Provided data =
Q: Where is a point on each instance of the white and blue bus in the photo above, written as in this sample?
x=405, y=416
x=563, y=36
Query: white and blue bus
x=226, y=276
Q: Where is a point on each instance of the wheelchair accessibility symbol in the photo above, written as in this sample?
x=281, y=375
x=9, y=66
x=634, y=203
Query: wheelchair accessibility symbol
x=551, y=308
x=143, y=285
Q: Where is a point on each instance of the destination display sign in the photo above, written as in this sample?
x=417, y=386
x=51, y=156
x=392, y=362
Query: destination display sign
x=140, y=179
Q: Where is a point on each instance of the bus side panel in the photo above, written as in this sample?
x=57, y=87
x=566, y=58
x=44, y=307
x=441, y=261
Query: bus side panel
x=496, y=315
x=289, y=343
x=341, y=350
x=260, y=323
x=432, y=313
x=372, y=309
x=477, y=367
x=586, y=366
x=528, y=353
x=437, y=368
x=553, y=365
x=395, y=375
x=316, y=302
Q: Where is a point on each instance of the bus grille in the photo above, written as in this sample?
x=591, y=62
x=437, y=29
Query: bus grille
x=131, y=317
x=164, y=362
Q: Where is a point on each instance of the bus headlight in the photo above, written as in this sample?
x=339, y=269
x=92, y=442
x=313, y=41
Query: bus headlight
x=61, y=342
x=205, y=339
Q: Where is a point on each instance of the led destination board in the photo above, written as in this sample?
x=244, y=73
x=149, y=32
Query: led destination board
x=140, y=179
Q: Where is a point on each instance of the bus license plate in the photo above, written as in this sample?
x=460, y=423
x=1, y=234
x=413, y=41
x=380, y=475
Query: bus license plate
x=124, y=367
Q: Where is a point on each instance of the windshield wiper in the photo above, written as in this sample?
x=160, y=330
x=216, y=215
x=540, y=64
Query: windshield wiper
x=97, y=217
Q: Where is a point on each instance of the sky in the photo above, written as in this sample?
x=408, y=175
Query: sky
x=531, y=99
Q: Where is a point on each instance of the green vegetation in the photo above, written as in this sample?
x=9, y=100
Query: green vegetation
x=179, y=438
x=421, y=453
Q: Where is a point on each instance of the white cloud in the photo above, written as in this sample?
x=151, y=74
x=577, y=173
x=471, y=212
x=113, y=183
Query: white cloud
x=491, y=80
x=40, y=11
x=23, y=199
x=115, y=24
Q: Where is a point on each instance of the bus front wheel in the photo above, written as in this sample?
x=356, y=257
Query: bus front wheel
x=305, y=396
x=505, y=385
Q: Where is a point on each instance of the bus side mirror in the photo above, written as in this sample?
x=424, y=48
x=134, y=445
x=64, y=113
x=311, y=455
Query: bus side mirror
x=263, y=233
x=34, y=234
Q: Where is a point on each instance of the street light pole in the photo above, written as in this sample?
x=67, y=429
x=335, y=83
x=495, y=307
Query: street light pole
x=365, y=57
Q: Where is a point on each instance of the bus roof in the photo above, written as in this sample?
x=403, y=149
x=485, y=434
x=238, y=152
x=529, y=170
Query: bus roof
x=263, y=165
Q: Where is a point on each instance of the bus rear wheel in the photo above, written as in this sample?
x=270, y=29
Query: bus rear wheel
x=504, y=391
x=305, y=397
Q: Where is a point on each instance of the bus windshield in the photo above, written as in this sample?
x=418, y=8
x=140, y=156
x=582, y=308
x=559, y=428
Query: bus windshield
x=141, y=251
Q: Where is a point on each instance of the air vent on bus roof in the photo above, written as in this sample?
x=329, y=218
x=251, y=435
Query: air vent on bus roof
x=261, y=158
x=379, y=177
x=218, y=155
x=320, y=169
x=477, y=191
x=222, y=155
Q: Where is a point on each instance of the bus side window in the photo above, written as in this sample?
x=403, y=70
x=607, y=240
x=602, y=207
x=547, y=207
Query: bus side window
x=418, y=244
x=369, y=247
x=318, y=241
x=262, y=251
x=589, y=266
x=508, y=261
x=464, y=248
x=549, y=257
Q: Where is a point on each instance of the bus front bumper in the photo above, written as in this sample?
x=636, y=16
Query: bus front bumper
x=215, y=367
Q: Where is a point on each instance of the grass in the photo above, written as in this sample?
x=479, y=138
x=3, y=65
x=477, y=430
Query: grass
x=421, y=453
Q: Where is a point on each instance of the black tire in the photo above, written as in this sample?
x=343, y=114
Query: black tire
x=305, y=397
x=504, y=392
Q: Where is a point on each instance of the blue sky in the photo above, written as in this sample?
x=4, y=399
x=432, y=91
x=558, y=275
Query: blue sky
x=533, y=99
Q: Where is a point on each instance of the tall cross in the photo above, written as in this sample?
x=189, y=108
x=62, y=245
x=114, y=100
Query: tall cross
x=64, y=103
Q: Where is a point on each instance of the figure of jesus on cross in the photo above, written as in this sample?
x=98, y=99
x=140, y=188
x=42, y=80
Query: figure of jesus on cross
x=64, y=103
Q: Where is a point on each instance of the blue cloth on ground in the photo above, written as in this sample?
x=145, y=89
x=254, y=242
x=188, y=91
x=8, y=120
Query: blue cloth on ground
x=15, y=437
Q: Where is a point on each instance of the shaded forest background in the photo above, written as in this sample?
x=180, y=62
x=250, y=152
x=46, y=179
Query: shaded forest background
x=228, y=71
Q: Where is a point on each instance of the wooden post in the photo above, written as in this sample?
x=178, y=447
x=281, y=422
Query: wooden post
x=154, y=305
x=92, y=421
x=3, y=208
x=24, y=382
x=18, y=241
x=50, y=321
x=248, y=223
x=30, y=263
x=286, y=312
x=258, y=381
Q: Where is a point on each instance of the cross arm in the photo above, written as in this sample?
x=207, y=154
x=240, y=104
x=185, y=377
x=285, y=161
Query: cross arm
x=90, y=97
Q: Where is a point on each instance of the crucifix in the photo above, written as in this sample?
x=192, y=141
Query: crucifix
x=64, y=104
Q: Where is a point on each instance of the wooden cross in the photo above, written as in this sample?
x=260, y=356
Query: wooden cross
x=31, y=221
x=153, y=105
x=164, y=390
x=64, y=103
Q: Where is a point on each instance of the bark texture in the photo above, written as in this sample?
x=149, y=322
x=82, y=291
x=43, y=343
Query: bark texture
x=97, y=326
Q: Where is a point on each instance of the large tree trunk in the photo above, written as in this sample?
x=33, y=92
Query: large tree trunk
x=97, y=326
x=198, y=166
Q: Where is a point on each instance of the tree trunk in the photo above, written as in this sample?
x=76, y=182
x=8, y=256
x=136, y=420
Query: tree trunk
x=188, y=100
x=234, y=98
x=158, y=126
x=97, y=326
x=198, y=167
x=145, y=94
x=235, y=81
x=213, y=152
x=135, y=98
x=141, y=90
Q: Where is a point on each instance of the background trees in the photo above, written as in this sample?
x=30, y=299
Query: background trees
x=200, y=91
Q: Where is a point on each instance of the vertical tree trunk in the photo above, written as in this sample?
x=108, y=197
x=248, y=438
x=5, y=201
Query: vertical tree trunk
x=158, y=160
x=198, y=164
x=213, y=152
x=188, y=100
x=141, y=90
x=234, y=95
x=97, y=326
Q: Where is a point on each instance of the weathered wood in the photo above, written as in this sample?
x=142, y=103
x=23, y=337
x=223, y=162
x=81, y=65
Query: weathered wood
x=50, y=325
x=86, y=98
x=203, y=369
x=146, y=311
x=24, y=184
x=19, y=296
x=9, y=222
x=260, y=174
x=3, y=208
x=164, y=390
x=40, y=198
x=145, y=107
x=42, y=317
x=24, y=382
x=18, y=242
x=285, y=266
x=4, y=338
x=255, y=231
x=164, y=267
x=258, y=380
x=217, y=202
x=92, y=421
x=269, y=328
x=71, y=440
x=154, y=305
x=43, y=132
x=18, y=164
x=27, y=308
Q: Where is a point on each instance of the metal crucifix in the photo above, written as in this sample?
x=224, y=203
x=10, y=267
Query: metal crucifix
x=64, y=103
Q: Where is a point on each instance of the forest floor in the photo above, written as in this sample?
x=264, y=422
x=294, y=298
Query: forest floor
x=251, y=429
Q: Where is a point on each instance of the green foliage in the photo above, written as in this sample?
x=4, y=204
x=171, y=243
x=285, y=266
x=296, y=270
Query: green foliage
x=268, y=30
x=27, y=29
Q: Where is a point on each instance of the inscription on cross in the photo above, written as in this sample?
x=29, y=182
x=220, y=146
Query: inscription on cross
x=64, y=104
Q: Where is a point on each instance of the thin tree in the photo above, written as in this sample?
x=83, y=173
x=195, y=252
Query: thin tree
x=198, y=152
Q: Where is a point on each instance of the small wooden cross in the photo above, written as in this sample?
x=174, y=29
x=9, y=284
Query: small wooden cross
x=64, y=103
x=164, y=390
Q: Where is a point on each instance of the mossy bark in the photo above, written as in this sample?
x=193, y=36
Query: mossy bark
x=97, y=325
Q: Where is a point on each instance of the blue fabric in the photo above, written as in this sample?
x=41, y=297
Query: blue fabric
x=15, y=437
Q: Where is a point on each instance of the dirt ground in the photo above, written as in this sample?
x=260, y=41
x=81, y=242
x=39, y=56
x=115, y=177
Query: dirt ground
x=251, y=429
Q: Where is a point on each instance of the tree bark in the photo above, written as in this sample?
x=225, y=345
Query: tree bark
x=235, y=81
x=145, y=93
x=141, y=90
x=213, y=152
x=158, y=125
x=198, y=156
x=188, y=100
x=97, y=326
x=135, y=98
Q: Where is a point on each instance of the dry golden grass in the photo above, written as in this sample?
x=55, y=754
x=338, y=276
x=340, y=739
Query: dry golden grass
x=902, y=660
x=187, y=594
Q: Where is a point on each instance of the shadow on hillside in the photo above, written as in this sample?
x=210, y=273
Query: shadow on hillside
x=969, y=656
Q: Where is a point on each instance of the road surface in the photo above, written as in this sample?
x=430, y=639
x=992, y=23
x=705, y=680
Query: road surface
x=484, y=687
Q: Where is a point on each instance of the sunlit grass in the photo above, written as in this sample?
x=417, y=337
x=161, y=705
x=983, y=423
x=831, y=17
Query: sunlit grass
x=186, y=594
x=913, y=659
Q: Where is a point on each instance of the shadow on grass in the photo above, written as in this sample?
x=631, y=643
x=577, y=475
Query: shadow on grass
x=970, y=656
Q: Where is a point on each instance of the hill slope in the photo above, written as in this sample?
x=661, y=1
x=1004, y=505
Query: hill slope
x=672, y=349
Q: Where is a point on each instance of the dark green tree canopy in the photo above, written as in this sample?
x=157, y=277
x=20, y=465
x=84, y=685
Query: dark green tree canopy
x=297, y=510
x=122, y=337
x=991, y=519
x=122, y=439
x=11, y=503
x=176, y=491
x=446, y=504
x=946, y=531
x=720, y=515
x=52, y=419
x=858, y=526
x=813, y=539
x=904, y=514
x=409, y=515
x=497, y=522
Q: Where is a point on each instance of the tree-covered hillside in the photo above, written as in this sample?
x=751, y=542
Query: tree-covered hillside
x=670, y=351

Your instructions =
Your answer should be the lines of the listing above between the line holding "x=313, y=41" and the line holding "x=380, y=475", inclusive, restated word for word and alone.

Task solution =
x=313, y=41
Query: bus headlight
x=61, y=342
x=205, y=339
Q: Where is a point on each instance of the led destination board in the photo above, written as in this sample?
x=244, y=73
x=149, y=32
Query: led destination board
x=140, y=179
Q: Where is a point on each instance of the bus license plate in the photo above, written as in this sample?
x=460, y=423
x=1, y=234
x=413, y=41
x=380, y=475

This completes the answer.